### WHAT TO WORK ON
Could you copy, word for word, only the lines from the one containing "Each instance of the wooden cabinet" through the last line of the records below, both included?
THE DATA Block Start
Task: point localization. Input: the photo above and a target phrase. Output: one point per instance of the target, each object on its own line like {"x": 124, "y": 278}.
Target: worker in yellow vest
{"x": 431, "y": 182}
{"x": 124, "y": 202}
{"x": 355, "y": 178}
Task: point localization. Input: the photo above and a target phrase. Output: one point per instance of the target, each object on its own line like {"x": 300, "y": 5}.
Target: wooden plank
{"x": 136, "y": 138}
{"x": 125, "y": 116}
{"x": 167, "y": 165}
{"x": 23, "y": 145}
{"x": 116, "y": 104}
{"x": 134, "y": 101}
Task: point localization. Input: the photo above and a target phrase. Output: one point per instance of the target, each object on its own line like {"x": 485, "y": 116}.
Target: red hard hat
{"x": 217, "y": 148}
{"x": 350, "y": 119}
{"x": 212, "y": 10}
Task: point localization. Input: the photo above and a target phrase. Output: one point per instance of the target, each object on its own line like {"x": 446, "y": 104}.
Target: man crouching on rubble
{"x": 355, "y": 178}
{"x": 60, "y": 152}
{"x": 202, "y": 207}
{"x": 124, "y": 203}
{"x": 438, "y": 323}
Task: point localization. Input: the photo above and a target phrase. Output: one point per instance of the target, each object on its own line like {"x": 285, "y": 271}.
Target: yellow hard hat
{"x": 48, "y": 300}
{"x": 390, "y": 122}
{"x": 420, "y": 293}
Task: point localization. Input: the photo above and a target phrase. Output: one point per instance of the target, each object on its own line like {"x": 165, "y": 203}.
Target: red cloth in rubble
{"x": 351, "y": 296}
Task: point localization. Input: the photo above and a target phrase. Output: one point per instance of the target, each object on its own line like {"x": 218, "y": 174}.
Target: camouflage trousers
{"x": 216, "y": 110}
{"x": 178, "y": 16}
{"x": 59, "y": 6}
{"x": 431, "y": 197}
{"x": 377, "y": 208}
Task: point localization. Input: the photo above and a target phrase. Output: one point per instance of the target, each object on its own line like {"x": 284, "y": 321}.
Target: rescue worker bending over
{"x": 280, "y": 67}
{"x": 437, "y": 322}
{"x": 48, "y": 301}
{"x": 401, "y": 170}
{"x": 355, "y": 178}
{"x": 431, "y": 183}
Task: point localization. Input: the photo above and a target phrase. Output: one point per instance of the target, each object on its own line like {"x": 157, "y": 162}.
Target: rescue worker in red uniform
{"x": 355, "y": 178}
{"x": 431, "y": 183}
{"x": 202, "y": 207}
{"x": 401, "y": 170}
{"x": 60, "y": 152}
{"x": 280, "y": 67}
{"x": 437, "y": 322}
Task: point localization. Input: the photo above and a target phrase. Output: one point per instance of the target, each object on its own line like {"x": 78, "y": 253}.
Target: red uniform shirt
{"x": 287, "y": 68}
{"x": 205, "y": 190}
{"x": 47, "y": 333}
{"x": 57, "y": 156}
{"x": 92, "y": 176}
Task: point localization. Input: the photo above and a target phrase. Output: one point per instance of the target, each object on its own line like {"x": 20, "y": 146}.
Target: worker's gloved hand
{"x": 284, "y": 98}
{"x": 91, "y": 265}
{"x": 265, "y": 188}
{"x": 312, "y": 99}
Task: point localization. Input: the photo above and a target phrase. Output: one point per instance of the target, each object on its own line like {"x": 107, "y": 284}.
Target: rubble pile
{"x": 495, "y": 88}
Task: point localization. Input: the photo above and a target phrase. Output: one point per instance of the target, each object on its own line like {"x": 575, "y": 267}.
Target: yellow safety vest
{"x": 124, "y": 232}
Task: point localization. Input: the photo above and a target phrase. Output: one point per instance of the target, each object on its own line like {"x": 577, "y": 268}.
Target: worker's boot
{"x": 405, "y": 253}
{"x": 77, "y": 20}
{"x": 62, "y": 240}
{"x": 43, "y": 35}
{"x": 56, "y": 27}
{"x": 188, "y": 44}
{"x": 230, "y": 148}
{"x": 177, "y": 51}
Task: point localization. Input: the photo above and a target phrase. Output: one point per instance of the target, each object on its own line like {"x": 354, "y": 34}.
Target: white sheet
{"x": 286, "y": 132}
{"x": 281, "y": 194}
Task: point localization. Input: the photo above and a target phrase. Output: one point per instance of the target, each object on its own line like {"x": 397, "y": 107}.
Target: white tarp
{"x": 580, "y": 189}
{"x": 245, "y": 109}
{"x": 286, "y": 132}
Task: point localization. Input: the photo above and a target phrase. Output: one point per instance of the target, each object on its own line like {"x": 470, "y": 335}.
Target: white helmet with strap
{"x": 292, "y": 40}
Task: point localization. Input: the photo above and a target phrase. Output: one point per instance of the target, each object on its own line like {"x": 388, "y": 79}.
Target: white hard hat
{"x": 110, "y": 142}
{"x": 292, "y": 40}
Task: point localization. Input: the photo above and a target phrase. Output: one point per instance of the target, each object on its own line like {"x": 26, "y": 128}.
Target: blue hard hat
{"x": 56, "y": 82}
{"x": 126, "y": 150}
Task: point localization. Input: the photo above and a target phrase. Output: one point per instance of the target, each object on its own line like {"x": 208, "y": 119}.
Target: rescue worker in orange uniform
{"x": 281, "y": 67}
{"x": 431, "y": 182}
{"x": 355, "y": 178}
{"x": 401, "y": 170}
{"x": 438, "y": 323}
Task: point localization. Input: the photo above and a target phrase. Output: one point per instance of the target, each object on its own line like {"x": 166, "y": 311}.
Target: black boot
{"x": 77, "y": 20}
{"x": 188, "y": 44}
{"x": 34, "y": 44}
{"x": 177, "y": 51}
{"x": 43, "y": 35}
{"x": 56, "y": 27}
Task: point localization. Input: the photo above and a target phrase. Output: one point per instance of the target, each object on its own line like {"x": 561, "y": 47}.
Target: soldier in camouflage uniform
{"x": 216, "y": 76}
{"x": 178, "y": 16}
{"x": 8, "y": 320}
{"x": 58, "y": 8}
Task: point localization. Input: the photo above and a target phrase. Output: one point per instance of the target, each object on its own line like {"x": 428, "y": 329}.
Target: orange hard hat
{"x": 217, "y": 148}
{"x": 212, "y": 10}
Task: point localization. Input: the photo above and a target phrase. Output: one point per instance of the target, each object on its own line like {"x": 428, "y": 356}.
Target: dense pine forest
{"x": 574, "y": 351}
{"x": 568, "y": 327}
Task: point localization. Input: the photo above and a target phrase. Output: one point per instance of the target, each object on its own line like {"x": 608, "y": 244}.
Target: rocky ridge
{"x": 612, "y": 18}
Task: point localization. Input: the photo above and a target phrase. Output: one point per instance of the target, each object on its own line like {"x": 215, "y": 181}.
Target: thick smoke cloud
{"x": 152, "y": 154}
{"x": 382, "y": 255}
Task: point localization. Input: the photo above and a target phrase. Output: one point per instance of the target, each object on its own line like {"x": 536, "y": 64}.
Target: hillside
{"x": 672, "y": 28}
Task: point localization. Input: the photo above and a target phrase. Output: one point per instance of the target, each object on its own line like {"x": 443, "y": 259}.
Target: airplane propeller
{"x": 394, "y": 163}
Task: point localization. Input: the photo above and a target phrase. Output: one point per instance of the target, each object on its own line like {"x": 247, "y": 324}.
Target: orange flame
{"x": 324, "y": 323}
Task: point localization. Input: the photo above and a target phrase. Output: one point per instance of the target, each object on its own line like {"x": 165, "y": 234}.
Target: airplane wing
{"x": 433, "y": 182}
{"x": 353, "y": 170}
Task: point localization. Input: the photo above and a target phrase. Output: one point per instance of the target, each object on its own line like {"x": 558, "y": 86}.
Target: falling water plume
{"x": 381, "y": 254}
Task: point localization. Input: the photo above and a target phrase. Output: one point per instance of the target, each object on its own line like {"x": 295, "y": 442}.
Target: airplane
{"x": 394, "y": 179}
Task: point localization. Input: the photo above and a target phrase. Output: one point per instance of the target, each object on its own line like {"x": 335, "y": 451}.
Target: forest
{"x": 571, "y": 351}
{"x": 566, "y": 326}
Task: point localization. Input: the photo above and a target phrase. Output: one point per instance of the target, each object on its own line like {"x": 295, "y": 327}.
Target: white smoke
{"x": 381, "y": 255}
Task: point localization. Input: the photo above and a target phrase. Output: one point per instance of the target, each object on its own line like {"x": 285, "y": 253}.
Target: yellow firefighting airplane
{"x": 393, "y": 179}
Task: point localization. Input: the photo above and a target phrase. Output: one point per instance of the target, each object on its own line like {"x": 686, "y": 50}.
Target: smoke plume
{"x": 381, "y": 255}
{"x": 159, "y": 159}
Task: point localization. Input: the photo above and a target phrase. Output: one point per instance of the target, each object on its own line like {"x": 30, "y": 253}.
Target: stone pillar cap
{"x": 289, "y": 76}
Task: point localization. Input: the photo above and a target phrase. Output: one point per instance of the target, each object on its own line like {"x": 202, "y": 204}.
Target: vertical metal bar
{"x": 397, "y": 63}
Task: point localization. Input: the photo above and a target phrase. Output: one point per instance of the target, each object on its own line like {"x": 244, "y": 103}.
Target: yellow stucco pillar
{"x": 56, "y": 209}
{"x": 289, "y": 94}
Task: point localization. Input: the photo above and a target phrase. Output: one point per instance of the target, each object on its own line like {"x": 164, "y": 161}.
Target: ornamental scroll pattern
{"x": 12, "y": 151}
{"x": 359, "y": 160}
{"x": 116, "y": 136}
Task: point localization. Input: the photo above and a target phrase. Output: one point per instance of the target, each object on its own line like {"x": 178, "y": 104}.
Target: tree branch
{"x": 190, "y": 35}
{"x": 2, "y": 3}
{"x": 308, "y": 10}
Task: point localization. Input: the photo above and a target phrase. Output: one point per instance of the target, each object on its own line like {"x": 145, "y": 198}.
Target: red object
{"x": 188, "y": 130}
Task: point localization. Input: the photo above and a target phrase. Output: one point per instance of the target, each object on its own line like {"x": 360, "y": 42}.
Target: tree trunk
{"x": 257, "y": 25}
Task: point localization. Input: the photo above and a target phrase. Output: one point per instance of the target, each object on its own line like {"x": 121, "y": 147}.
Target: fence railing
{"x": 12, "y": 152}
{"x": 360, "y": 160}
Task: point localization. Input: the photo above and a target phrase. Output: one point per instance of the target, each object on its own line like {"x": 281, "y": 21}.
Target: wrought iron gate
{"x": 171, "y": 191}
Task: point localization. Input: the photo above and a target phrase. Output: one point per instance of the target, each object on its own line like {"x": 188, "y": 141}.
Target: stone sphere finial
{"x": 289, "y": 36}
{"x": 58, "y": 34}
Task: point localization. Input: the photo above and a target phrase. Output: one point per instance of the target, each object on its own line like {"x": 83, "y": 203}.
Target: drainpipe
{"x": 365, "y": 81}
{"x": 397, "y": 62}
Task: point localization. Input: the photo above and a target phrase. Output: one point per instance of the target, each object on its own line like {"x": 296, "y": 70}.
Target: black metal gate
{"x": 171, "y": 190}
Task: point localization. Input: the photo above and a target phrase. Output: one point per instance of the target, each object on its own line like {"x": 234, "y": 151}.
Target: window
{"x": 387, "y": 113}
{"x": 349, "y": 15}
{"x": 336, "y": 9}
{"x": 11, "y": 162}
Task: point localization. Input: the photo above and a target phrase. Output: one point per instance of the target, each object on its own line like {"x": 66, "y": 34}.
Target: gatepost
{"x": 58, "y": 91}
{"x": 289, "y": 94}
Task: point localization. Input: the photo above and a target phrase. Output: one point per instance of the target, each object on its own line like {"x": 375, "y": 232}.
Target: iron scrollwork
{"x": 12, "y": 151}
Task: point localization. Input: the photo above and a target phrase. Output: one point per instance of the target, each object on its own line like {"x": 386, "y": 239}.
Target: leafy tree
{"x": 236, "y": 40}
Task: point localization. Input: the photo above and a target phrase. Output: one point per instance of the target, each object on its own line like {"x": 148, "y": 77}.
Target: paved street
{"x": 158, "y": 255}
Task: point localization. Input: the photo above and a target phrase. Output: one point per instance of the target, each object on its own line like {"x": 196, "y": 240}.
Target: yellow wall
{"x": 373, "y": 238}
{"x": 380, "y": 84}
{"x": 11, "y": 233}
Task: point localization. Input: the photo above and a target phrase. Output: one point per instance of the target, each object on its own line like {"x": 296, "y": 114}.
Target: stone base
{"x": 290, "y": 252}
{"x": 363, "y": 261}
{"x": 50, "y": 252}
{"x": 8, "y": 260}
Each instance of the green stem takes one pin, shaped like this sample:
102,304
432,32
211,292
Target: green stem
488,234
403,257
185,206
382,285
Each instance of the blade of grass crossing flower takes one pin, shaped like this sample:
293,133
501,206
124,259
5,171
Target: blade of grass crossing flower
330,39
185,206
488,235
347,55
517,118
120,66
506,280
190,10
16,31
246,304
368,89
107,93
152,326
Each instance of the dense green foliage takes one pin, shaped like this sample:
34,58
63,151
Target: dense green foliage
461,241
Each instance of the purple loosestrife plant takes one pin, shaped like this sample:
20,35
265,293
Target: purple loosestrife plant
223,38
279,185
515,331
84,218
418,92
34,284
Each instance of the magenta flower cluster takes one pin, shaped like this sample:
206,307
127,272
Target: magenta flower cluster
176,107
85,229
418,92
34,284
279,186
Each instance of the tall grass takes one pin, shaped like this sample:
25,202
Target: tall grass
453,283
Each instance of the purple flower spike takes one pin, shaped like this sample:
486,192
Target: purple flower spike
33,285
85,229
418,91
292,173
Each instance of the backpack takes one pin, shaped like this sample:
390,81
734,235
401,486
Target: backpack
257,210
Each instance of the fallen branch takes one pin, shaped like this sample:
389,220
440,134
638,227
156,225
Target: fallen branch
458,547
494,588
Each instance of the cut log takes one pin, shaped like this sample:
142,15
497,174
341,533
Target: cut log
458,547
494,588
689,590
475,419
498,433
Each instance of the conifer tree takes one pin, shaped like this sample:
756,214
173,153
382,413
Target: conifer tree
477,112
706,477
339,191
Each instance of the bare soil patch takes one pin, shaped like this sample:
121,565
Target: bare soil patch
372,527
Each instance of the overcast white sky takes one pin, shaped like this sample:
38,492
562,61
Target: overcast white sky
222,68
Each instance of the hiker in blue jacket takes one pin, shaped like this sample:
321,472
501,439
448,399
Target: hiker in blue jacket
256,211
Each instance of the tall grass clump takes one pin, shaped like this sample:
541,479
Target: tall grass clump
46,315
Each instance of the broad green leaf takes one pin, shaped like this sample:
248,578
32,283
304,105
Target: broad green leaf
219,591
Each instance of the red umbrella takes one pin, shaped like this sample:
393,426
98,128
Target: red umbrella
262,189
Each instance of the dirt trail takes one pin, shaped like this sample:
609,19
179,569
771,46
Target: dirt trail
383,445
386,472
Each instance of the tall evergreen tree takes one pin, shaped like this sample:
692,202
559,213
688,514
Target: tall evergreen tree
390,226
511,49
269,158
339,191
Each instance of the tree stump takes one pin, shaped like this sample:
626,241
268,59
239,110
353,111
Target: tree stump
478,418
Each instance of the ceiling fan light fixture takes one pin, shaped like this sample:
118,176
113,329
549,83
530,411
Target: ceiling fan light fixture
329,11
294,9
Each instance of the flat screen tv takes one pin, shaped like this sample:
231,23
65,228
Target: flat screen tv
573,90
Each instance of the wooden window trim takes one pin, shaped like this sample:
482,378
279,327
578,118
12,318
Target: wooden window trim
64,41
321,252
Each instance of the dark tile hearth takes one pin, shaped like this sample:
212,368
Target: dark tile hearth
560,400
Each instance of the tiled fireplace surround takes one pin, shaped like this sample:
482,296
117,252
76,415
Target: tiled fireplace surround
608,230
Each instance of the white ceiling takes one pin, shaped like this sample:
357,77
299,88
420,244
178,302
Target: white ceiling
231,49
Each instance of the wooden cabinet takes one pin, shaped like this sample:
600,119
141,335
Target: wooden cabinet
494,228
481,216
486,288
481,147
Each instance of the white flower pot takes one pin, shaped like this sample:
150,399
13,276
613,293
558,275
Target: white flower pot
THE DATA Block End
### WRITTEN RESPONSE
Each instance of the wooden cabinet takes one pin, shaped like this sample:
600,119
141,335
Target: wooden cabinet
494,228
481,216
486,288
481,147
Each instance of the white flower pot takes one pin, shaped like this sample:
150,399
13,276
613,293
558,275
Target: white flower pot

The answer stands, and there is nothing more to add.